Aim of the task:
With the images removed, write out each record exactly as given.

··· Study material ···

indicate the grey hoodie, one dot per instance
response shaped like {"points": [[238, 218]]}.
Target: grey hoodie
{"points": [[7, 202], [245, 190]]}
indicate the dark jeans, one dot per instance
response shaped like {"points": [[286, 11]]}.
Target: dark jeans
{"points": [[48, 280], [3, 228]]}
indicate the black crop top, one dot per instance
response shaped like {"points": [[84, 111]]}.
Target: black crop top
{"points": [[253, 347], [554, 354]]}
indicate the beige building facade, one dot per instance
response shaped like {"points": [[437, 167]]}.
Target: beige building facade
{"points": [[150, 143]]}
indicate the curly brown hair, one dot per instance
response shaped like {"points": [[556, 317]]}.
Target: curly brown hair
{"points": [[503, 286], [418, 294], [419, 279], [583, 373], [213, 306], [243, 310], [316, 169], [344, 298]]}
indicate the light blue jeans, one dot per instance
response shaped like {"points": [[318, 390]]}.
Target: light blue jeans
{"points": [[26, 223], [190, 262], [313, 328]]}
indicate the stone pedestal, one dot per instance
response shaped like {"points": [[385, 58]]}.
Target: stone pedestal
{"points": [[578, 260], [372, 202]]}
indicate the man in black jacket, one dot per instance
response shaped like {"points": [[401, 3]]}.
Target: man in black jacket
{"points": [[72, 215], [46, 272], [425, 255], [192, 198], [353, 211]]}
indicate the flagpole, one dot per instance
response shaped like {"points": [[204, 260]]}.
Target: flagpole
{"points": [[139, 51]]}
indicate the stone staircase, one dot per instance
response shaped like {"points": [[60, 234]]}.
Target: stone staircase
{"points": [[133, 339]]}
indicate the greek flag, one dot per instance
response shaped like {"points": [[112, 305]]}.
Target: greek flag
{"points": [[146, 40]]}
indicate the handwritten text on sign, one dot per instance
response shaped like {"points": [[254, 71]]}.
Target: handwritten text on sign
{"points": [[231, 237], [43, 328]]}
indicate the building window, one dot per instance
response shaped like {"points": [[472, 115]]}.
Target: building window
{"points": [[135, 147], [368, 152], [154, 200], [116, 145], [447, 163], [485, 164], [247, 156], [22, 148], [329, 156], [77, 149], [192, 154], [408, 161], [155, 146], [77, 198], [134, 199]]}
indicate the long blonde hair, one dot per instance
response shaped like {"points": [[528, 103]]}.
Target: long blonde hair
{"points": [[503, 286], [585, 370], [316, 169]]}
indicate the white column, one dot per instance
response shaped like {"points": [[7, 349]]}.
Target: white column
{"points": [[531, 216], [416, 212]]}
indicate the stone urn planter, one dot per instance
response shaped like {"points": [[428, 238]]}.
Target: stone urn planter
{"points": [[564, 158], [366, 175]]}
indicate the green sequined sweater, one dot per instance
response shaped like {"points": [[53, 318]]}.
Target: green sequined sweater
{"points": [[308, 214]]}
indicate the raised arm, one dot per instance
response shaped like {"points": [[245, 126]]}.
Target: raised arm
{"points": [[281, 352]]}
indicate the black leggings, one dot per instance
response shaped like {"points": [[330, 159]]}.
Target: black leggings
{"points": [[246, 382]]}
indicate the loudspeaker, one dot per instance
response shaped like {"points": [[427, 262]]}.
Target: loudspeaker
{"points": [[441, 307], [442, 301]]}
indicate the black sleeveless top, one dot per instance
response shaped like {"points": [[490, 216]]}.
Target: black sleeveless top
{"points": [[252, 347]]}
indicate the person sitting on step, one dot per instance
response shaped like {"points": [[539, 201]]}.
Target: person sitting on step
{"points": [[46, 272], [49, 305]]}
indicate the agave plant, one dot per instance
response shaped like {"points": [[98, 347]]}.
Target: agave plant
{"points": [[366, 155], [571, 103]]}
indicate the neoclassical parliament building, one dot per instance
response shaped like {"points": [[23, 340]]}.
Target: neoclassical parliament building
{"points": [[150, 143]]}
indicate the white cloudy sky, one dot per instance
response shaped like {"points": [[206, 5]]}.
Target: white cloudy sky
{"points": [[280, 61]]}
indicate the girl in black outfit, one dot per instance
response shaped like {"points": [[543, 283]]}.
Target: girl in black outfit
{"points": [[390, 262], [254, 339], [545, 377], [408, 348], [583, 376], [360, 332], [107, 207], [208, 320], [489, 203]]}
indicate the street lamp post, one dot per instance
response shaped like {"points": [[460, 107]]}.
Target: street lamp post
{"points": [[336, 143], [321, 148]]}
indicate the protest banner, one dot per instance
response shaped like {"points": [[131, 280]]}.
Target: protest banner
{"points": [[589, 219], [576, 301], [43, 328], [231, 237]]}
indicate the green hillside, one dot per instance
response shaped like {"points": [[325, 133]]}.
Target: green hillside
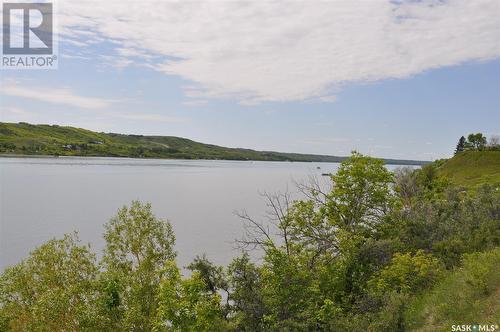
{"points": [[473, 168], [468, 295], [28, 139]]}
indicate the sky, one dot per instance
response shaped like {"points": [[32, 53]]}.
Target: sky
{"points": [[393, 79]]}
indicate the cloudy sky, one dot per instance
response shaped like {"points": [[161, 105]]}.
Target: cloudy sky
{"points": [[400, 79]]}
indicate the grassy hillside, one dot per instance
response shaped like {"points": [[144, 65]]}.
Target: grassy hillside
{"points": [[468, 295], [28, 139], [473, 168]]}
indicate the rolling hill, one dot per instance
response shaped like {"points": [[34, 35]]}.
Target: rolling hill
{"points": [[473, 168], [28, 139]]}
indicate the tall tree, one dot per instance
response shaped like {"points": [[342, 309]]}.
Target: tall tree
{"points": [[478, 141], [461, 145], [138, 247], [52, 290]]}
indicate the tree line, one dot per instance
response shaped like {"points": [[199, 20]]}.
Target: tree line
{"points": [[477, 142], [347, 258]]}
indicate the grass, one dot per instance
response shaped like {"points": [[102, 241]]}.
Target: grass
{"points": [[473, 168], [28, 139], [468, 295]]}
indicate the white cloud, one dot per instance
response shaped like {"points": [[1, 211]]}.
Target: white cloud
{"points": [[148, 117], [283, 51], [53, 95]]}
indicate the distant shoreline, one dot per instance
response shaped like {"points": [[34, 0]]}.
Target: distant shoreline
{"points": [[393, 162], [48, 141]]}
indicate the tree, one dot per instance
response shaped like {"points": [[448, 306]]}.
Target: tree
{"points": [[187, 304], [407, 273], [461, 145], [52, 290], [248, 307], [138, 245], [477, 141]]}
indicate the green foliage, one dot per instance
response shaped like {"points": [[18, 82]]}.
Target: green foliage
{"points": [[27, 139], [467, 294], [138, 245], [52, 290], [473, 168], [248, 307], [379, 252], [187, 305], [406, 273], [477, 141]]}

···

Exercise result:
indicate the grey hoodie, one dot per instance
response shaped like {"points": [[238, 218]]}.
Target: grey hoodie
{"points": [[7, 202], [245, 190]]}
indicate the dark jeans, one dot per instance
response shaped like {"points": [[286, 11]]}.
Target: dark jeans
{"points": [[48, 280], [3, 228]]}
indicate the black crop top, one dot per instance
response shaped like {"points": [[84, 111]]}.
Target: black crop top
{"points": [[253, 347], [554, 354]]}
indicate the beige building facade, one dot per instance
response shaped like {"points": [[437, 167]]}.
Target: beige building facade
{"points": [[150, 143]]}
indicate the curly brown hair, one dot per instance
response shaped like {"points": [[556, 317]]}.
Target: curly brown hair
{"points": [[503, 286], [418, 294], [419, 279], [583, 373], [213, 306], [243, 310], [316, 169], [344, 298]]}
indicate the light blue jeans, one dot per instance
response shaped like {"points": [[318, 390]]}.
Target: light blue jeans
{"points": [[26, 223], [190, 262], [313, 328]]}
indicate the stone pedestal, one dot per instance
response shaped like {"points": [[385, 58]]}.
Target: stone pedestal
{"points": [[578, 260], [372, 202]]}
indicate the man in black jacket, one dot per instance
response shaped like {"points": [[401, 3]]}.
Target: man in black jacket
{"points": [[72, 215], [46, 272], [425, 255], [192, 198], [353, 211]]}
indicate the flagpole, one dot per instance
response shaped like {"points": [[204, 260]]}.
Target: flagpole
{"points": [[139, 51]]}
indicate the stone staircase, one dot per instance
response shaped like {"points": [[60, 234]]}.
Target: stone staircase
{"points": [[133, 339]]}
indicate the greek flag, one dot per instance
response shaped like {"points": [[112, 305]]}.
Target: greek flag
{"points": [[146, 40]]}
indicate the handwritten text on sign, one dot per instance
response shaped like {"points": [[254, 71]]}.
Target: handwritten text on sign
{"points": [[231, 237], [43, 328]]}
indicate the building window, one dot per instance
response shaped like {"points": [[472, 115]]}.
Target: building window
{"points": [[135, 147], [368, 152], [154, 200], [116, 145], [447, 163], [485, 164], [247, 156], [22, 148], [329, 156], [77, 149], [192, 154], [408, 161], [155, 146], [77, 198], [134, 199]]}
indicate the long blonde hair, one dot per instance
response shaped like {"points": [[528, 103]]}.
Target: long blonde hair
{"points": [[503, 286], [585, 370], [316, 169]]}
indicate the white column, one dot per instance
response shaped like {"points": [[7, 349]]}.
Target: white column
{"points": [[531, 216], [416, 212]]}
indicate the stone urn planter, one dot per instance
response shaped like {"points": [[428, 238]]}.
Target: stone urn planter
{"points": [[564, 158], [366, 175]]}
indicate the green sequined sweater, one dot per instance
response shaped like {"points": [[53, 318]]}.
Target: green sequined sweater
{"points": [[308, 214]]}
indicate the raised arm, one dot per instance
response shaped like {"points": [[245, 126]]}.
Target: raised arm
{"points": [[281, 352]]}
indicate the black leggings, one dot per instance
response shaped like {"points": [[330, 159]]}.
Target: black leggings
{"points": [[246, 382]]}
indicate the loudspeaker, one dot per instance
response shaped like {"points": [[427, 262]]}.
Target: loudspeaker
{"points": [[441, 307], [442, 301]]}
indicate the black sleeveless top, one dot per instance
response shaped like {"points": [[490, 216]]}.
Target: black sleeveless top
{"points": [[252, 347]]}
indicate the person sitting on step, one dot per instance
response shaped like {"points": [[539, 201]]}.
Target: person sitting on step
{"points": [[46, 272], [49, 305]]}
indicate the agave plant, one dot per instance
response shaped like {"points": [[98, 347]]}.
Target: agave plant
{"points": [[366, 155], [571, 103]]}
indicate the neoclassical parliament building, one dot per instance
response shaped like {"points": [[23, 340]]}.
Target: neoclassical parliament building
{"points": [[150, 143]]}
indicate the white cloudy sky, one dot per instance
response shaped like {"points": [[206, 5]]}.
Target: white cloudy sky
{"points": [[280, 61]]}
indicate the girl in black outfit, one dot per instance
response shaped like {"points": [[543, 283]]}.
Target: girl in black outfit
{"points": [[390, 262], [254, 339], [545, 377], [408, 348], [583, 376], [360, 332], [107, 207], [208, 320], [489, 203]]}
indicate the street lamp post, one dot per instance
response shaped like {"points": [[460, 107]]}.
Target: street lamp post
{"points": [[336, 143], [321, 148]]}
indicate the protest banner, one dot per instance
response shaped like {"points": [[131, 280]]}.
Target: protest banner
{"points": [[589, 219], [576, 301], [43, 328], [231, 237]]}
indicate the green hillside, one dot per instance
response shaped like {"points": [[325, 133]]}.
Target: green hillside
{"points": [[473, 168], [468, 295], [28, 139]]}
indicate the sky, one dot per instance
response shaped like {"points": [[32, 53]]}.
Target: sky
{"points": [[393, 79]]}
indicate the cloudy sky, one dot per instance
response shaped like {"points": [[161, 105]]}.
Target: cloudy sky
{"points": [[400, 79]]}
indicate the grassy hillside, one dot per instance
response shaped like {"points": [[144, 65]]}.
Target: grassy hillside
{"points": [[468, 295], [28, 139], [473, 168]]}
indicate the rolling hill, one dot per instance
response shaped like {"points": [[34, 35]]}.
Target: rolling hill
{"points": [[473, 168], [28, 139]]}
indicate the tall tree, one dot per instance
response shaped like {"points": [[342, 309]]}.
Target: tall tree
{"points": [[478, 141], [461, 145], [138, 247], [52, 290]]}
indicate the tree line, one dot per instance
response shaped like {"points": [[199, 20]]}.
Target: tree line
{"points": [[477, 142], [347, 258]]}
indicate the grass, one dot per instance
response shaped like {"points": [[102, 241]]}.
Target: grass
{"points": [[473, 168], [28, 139], [468, 295]]}
indicate the white cloud, one dot per instance
response shaped like {"points": [[1, 211]]}.
Target: white cloud
{"points": [[148, 117], [283, 51], [53, 95]]}
indicate the distant shoreline, one dot per instance
response shaped like {"points": [[34, 0]]}.
Target: distant shoreline
{"points": [[393, 162], [48, 141]]}
indicate the tree, one dot per instance
response shaped like {"points": [[448, 306]]}.
Target: tree
{"points": [[187, 304], [407, 273], [461, 145], [52, 290], [248, 307], [138, 245], [477, 141]]}
indicate the green foliage, one dot per instance
response shaped like {"points": [[18, 82]]}.
Target: green foliage
{"points": [[27, 139], [467, 294], [138, 245], [52, 290], [473, 168], [248, 307], [379, 252], [187, 305], [406, 273], [477, 141]]}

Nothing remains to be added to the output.